───── Extract to read

Friday, August 26, 2011

Would Vegas Make Odds on This?

I had surgery today.  That Picc Line that had dangled from my arm for the last month and infiltrated my formerly enjoyable Football Dreams is gone and a Port-a-cath in my chest has taken its place.  For the record I had the Picc Line taken out on Tuesday (which lead to the founding of Raft City) but I didn't want to mention it here for fear of jinxing the Port-a-cath procedure. 

I had been warned that if it turned out the glands in my chest were still too swollen for the Port then I would have to go back to the Picc.  A doubly whammy of sorts - unsuccessful surgery plus another insertion of the infernal Picc Line.  As every Police Officer that has ever warned me in the past knows, warnings mean nothing to me.  I figured pull it and be damned.  I got to live a solid 48 hours like a regular, properly hygienic, person and not a cat in fear of the water.  Now we're back to sutures and dressings and having to avoid getting wet - but only for a day or so and not a whole damn month.  Once the stitches heal I can shower and go swimming and chase tennis balls again.

I realized something while laying on the gurney waiting to be wheeled into surgery - I am a bizarrely competitive person.  Once they had hooked me up to the EKG, the IV and all the rest I found myself laying there with nothing to do but stare at my monitors.  So I started competing with my body.  I began laying odds on myself, creating over/unders on my diastolic, systolic and beats per minute.  I got so competitive that I started cheering against my own heart as I somehow managed to bring my numbers down.  A nurse asked me if anything was wrong - I told her "Nothing's wrong, I'm winning."  She responded that she too thought Charlie Sheen was hysterical. 

That comment brought an end to my game.  Plus they pumped some kind of anesthesia into my veins and I began to get loopy.  Once I came to after surgery I tried to re-start the game with my body but I was too doped up to keep track of each previous set of numbers.  I do remember my lowest pre-surgery numbers.  112/62 and 68 bpm.  I thought that was pretty impressive considering the whole "white coat" symptom you're supposed to suffer from in those situations.  I challenge anyone to go have surgery (necessary or un-necessary, I don't care) and beat that.  Go on, I dare you.

──────────
───── Supplied information

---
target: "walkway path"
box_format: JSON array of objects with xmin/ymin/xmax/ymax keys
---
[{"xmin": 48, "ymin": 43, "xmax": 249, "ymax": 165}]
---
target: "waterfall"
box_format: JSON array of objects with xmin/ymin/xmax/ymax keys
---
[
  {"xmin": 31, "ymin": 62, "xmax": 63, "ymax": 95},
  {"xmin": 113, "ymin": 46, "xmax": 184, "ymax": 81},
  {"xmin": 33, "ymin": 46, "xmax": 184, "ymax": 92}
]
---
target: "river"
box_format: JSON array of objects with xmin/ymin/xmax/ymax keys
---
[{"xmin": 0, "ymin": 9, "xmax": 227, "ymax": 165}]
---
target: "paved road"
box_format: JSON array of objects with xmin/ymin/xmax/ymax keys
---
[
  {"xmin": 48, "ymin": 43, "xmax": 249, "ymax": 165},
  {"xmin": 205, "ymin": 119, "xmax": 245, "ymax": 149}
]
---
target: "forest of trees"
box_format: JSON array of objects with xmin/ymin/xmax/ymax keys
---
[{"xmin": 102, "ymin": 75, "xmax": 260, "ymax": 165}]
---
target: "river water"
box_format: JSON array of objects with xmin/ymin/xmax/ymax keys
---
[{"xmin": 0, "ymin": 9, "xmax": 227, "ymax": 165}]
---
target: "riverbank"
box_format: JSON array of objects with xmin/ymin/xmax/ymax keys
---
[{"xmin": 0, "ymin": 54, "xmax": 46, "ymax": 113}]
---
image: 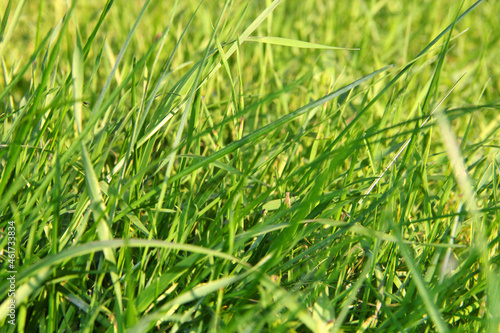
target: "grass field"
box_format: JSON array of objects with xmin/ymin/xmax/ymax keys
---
[{"xmin": 0, "ymin": 0, "xmax": 500, "ymax": 333}]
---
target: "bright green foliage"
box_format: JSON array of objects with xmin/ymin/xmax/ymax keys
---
[{"xmin": 0, "ymin": 0, "xmax": 500, "ymax": 333}]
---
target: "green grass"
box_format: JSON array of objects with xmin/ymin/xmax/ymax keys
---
[{"xmin": 0, "ymin": 0, "xmax": 500, "ymax": 333}]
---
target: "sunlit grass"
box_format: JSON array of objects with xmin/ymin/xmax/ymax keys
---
[{"xmin": 0, "ymin": 0, "xmax": 500, "ymax": 333}]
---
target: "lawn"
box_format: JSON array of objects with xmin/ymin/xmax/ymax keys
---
[{"xmin": 0, "ymin": 0, "xmax": 500, "ymax": 333}]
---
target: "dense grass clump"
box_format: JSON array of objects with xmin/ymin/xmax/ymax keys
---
[{"xmin": 0, "ymin": 0, "xmax": 500, "ymax": 333}]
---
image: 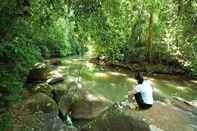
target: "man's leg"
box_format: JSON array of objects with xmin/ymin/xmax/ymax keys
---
[{"xmin": 135, "ymin": 93, "xmax": 144, "ymax": 108}]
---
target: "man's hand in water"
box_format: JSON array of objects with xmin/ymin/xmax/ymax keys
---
[{"xmin": 128, "ymin": 90, "xmax": 136, "ymax": 102}]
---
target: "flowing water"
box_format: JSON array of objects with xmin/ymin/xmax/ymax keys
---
[{"xmin": 52, "ymin": 57, "xmax": 197, "ymax": 102}]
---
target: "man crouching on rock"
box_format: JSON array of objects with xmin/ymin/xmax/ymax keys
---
[{"xmin": 128, "ymin": 72, "xmax": 153, "ymax": 109}]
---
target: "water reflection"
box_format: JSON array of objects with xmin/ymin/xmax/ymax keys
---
[{"xmin": 55, "ymin": 58, "xmax": 197, "ymax": 101}]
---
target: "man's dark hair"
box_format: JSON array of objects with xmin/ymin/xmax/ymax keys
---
[{"xmin": 135, "ymin": 72, "xmax": 144, "ymax": 84}]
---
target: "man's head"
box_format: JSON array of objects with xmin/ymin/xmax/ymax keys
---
[{"xmin": 135, "ymin": 72, "xmax": 144, "ymax": 84}]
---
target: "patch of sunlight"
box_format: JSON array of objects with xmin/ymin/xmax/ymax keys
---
[
  {"xmin": 85, "ymin": 62, "xmax": 94, "ymax": 69},
  {"xmin": 127, "ymin": 78, "xmax": 137, "ymax": 83},
  {"xmin": 153, "ymin": 88, "xmax": 162, "ymax": 94},
  {"xmin": 175, "ymin": 86, "xmax": 186, "ymax": 91},
  {"xmin": 66, "ymin": 76, "xmax": 76, "ymax": 82},
  {"xmin": 86, "ymin": 94, "xmax": 98, "ymax": 101},
  {"xmin": 95, "ymin": 72, "xmax": 110, "ymax": 79},
  {"xmin": 191, "ymin": 80, "xmax": 197, "ymax": 84},
  {"xmin": 63, "ymin": 60, "xmax": 73, "ymax": 64},
  {"xmin": 108, "ymin": 72, "xmax": 127, "ymax": 76}
]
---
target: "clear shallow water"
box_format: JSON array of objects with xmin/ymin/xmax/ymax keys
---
[{"xmin": 53, "ymin": 57, "xmax": 197, "ymax": 102}]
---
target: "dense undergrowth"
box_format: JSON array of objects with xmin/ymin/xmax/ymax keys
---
[{"xmin": 0, "ymin": 0, "xmax": 197, "ymax": 130}]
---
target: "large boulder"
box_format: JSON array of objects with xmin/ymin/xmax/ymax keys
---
[
  {"xmin": 30, "ymin": 83, "xmax": 53, "ymax": 97},
  {"xmin": 26, "ymin": 63, "xmax": 50, "ymax": 83},
  {"xmin": 10, "ymin": 93, "xmax": 77, "ymax": 131},
  {"xmin": 81, "ymin": 104, "xmax": 150, "ymax": 131},
  {"xmin": 13, "ymin": 111, "xmax": 78, "ymax": 131},
  {"xmin": 82, "ymin": 102, "xmax": 197, "ymax": 131},
  {"xmin": 59, "ymin": 82, "xmax": 112, "ymax": 119}
]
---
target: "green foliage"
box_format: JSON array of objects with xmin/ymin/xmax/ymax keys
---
[
  {"xmin": 0, "ymin": 0, "xmax": 80, "ymax": 130},
  {"xmin": 67, "ymin": 0, "xmax": 197, "ymax": 75}
]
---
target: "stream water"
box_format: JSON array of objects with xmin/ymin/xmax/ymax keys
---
[{"xmin": 52, "ymin": 57, "xmax": 197, "ymax": 102}]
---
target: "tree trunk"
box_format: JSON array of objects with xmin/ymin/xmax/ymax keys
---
[{"xmin": 147, "ymin": 12, "xmax": 153, "ymax": 63}]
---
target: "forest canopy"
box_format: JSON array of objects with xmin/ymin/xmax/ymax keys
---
[{"xmin": 0, "ymin": 0, "xmax": 197, "ymax": 129}]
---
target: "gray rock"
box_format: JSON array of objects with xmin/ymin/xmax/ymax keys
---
[{"xmin": 24, "ymin": 93, "xmax": 58, "ymax": 113}]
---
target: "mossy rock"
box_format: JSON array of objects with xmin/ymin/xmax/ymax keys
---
[
  {"xmin": 31, "ymin": 83, "xmax": 53, "ymax": 97},
  {"xmin": 26, "ymin": 63, "xmax": 50, "ymax": 83},
  {"xmin": 81, "ymin": 105, "xmax": 150, "ymax": 131},
  {"xmin": 25, "ymin": 93, "xmax": 58, "ymax": 113}
]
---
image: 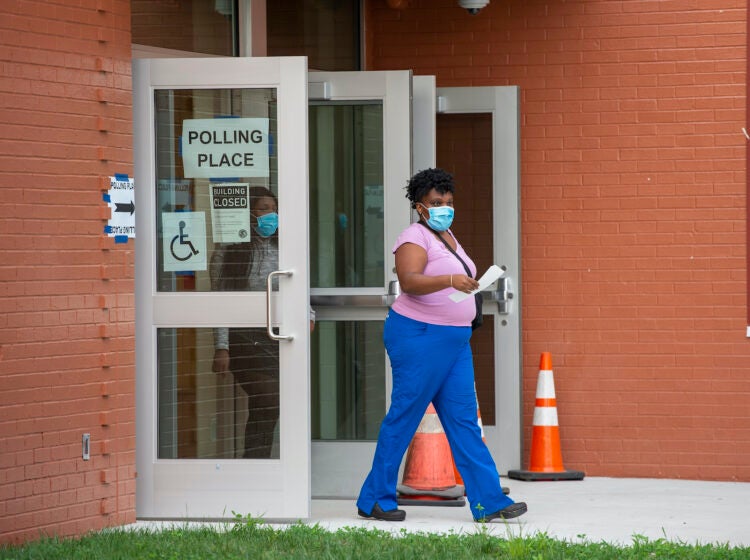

──────────

* _Activity_: Copy the surgery post between "I had surgery" and "the Port-a-cath procedure.", inclusive, but swap "Tuesday" for "Wednesday". The entries are separate material, apart from the surgery post.

* _Answer section_:
I had surgery today.  That Picc Line that had dangled from my arm for the last month and infiltrated my formerly enjoyable Football Dreams is gone and a Port-a-cath in my chest has taken its place.  For the record I had the Picc Line taken out on Wednesday (which lead to the founding of Raft City) but I didn't want to mention it here for fear of jinxing the Port-a-cath procedure.